Stated task
Copy every one of the records below word for word, omitting the pictures from your copy.
== Material for this task ==
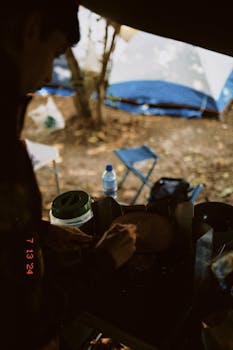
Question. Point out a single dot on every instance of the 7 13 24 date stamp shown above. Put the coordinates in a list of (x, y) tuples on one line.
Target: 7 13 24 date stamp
[(30, 257)]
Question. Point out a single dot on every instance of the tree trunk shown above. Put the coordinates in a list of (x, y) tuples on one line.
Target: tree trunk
[(101, 82), (81, 100)]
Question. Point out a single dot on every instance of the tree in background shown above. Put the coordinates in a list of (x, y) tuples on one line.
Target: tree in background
[(100, 82)]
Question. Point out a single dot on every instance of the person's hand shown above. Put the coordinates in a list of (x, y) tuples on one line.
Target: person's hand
[(119, 241), (66, 238)]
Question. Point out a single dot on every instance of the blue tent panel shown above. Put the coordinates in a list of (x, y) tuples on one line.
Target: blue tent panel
[(226, 93), (153, 92), (145, 110)]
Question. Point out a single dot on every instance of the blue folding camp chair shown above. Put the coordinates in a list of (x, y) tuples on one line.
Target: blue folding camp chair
[(130, 156)]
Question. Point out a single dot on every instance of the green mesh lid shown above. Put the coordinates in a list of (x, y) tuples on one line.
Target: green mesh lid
[(71, 204)]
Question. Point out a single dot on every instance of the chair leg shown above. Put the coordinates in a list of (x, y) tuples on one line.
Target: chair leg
[(55, 170), (123, 178), (137, 194), (144, 183)]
===
Correct answer
Question. Point out a single dot on every instance of the 7 13 24 date stamp shown above. Put the coordinates in a list of (x, y) tuples on one line.
Target: 7 13 24 date stamp
[(30, 257)]
Question. Point out a single dot on every instance of the tree trunk shown above. Put the coordinates in a list of (x, y) tuples on one line.
Target: tree trunk
[(101, 82), (81, 100)]
Question. Point out a single dot on every instance of the tree in background shown above. Put the coordinates in a list of (x, y) tuples on one line.
Target: tree in background
[(100, 82)]
Question. Point out a single dot on every instance of the person's hand shown above. Put the coordinates in a list of (x, y) tuples on one line.
Target: person's hand
[(119, 241), (66, 238)]
Question. Point out a single dot on every instance of the blue tent panel shown above. Put the coordinates in a list of (x, y) tuples on one line.
Target: blue tent panel
[(226, 93), (153, 92), (145, 110)]
Question. Point out a single dot on every instance of the blue folding camp chair shown above. Put the coordinates in a list of (x, y) tuples on one line.
Target: blue folding camp chair
[(130, 156)]
Question. Point out a single dot on every instance of the green mesh lid shown above. Put the coordinates in a list of (x, y) tuples on one line.
Target: green mesh lid
[(71, 204)]
Question. Point out a single dot on every instance of the chair leg shown above. Put the coordinates in a list of (x, y) tuples on one line.
Target: chair leg
[(55, 170), (123, 178), (137, 194), (144, 183)]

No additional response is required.